— start Raw records —

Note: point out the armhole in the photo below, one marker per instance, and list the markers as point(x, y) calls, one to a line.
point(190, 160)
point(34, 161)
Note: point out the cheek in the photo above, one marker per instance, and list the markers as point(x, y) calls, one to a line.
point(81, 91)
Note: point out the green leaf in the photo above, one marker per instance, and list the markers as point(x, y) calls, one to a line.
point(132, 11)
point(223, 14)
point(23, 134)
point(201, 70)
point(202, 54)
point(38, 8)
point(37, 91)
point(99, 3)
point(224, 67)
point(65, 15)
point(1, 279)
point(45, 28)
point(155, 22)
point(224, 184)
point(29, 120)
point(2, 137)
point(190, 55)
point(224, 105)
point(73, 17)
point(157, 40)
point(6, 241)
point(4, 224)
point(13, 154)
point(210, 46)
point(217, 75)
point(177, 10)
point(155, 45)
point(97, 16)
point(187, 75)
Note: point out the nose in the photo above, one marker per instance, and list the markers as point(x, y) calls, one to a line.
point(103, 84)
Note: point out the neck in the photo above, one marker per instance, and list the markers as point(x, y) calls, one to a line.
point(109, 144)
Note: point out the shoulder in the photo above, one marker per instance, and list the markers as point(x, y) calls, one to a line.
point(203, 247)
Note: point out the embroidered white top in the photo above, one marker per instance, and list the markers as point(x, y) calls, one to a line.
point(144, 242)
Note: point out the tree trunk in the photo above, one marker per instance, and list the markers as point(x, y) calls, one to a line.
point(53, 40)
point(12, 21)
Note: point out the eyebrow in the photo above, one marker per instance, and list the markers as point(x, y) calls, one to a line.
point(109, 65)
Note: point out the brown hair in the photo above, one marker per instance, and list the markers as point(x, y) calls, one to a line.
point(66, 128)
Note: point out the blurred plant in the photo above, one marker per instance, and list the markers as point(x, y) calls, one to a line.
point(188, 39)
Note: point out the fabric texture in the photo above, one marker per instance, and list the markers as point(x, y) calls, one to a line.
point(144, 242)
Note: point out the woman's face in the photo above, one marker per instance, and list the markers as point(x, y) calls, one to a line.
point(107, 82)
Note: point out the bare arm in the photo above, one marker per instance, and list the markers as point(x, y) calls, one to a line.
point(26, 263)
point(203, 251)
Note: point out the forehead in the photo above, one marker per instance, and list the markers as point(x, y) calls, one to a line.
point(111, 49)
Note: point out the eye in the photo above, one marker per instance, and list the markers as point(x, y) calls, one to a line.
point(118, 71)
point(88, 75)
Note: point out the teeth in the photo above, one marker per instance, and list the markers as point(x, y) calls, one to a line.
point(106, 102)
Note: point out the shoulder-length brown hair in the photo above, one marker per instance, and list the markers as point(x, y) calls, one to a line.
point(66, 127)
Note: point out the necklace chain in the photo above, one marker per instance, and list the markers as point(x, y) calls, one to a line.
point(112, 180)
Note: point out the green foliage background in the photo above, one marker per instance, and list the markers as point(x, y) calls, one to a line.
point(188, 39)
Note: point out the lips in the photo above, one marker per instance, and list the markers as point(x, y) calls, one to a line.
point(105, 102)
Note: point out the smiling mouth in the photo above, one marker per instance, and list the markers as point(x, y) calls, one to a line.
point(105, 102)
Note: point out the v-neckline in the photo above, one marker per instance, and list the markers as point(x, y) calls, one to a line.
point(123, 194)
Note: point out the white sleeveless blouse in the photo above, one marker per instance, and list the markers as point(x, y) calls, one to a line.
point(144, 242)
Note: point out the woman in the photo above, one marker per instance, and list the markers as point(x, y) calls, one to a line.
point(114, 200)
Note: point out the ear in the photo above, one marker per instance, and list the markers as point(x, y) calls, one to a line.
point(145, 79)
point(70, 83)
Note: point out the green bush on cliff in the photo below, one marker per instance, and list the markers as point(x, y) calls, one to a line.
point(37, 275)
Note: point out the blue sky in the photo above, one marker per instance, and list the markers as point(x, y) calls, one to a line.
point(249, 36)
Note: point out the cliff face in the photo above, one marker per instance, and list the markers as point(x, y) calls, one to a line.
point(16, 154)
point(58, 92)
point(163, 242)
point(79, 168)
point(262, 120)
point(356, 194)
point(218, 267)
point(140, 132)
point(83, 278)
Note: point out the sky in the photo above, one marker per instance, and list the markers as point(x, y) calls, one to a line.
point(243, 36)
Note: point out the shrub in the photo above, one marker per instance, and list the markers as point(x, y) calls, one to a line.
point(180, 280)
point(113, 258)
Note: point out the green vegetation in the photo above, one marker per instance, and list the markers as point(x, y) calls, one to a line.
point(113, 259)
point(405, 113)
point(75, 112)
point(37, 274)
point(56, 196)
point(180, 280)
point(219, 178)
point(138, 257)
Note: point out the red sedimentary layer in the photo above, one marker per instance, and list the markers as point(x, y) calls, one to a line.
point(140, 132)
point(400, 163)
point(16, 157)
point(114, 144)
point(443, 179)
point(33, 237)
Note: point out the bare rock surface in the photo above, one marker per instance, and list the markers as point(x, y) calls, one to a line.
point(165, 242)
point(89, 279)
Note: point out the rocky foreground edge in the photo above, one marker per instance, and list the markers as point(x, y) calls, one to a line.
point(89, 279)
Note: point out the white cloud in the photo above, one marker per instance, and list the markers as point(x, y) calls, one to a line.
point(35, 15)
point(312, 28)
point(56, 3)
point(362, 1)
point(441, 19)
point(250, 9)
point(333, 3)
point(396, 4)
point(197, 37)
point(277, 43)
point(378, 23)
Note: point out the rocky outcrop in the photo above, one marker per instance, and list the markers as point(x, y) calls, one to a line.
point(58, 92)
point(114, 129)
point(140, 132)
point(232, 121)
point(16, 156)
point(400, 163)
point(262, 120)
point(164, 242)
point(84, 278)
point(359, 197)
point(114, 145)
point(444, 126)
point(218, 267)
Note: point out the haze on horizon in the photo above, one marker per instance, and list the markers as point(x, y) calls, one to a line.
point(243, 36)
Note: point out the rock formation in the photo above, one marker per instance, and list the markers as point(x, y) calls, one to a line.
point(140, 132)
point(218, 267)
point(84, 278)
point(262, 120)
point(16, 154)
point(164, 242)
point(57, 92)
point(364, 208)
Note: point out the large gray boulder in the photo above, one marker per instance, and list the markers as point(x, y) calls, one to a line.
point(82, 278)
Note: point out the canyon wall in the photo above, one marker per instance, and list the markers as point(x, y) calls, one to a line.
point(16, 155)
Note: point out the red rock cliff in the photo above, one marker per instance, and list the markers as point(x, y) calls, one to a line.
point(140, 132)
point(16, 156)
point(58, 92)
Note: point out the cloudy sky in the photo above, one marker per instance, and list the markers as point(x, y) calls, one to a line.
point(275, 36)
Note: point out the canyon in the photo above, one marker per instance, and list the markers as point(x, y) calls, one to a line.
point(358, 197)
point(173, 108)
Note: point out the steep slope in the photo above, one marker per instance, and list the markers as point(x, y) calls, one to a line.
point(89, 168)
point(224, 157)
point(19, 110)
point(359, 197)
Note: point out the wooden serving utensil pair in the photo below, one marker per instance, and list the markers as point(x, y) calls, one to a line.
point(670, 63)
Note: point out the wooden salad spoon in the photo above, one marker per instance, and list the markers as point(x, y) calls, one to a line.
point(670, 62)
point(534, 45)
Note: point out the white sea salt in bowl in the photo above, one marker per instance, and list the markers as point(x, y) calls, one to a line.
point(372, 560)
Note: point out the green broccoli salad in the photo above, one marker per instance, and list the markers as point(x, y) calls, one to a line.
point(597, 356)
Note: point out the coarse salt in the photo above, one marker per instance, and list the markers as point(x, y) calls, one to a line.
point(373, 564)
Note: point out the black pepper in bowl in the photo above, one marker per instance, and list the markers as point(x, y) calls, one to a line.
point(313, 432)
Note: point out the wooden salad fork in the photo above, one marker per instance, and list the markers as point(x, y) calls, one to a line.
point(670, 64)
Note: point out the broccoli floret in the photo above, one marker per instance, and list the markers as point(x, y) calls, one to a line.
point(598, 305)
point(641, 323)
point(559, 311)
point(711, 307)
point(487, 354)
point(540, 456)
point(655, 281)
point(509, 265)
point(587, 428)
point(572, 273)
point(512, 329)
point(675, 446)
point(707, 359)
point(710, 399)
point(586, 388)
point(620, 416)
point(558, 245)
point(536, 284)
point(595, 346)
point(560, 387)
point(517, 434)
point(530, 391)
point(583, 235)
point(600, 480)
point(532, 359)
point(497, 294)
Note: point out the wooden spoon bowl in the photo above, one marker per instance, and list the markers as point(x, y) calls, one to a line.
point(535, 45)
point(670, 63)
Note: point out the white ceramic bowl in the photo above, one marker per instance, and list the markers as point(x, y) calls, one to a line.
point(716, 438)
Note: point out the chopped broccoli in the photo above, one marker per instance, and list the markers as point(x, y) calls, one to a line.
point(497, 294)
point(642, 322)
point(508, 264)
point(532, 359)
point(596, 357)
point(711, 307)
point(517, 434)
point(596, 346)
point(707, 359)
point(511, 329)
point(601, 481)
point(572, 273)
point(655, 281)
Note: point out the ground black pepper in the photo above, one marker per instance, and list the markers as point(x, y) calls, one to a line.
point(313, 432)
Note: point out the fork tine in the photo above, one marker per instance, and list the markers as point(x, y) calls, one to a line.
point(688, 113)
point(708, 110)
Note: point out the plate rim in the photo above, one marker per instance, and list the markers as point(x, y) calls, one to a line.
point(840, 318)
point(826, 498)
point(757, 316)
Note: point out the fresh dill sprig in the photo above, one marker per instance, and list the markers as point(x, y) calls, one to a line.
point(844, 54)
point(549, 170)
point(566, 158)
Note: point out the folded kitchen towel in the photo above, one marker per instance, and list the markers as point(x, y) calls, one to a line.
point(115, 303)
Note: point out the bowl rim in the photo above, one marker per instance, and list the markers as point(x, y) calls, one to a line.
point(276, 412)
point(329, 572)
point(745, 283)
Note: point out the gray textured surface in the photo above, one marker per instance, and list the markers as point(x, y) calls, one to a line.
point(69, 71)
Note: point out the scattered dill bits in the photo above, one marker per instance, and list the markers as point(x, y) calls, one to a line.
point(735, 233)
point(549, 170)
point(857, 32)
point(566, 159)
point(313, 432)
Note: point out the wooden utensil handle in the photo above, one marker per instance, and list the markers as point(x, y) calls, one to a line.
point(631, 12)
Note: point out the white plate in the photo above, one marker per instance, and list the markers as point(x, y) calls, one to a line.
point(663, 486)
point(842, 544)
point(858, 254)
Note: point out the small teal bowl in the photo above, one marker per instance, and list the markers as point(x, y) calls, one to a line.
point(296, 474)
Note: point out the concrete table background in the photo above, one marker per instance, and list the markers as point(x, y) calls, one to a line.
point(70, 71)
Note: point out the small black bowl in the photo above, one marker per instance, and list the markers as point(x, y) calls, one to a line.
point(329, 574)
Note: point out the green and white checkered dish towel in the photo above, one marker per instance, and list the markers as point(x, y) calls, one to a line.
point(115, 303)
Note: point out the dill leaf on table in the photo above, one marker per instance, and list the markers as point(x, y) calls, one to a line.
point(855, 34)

— end Raw records —

Written problem: Copy out the data above word for word, beginning with its first line and ending after the line that contains "point(103, 84)".

Completed exercise:
Note: point out the armhole in the photo below, one marker per instance, and list the markers as point(x, y) calls, one to a line.
point(190, 160)
point(34, 161)
Note: point out the cheek in the photo above, one marker per instance, and list the markers as point(x, y) calls, one to a line.
point(81, 91)
Note: point out the green leaf in the photo above, one marker per instance, and list the markers as point(x, y) calls, one to a line.
point(132, 11)
point(223, 14)
point(23, 134)
point(201, 70)
point(202, 54)
point(38, 8)
point(37, 91)
point(99, 3)
point(224, 67)
point(65, 15)
point(1, 279)
point(45, 28)
point(155, 22)
point(224, 184)
point(29, 120)
point(2, 137)
point(190, 55)
point(224, 105)
point(73, 17)
point(157, 40)
point(6, 241)
point(4, 224)
point(13, 154)
point(210, 46)
point(217, 75)
point(177, 10)
point(155, 45)
point(97, 16)
point(187, 75)
Note: point out the nose in the photo above, one marker per instance, and list the markers as point(x, y) calls, one to a line.
point(103, 84)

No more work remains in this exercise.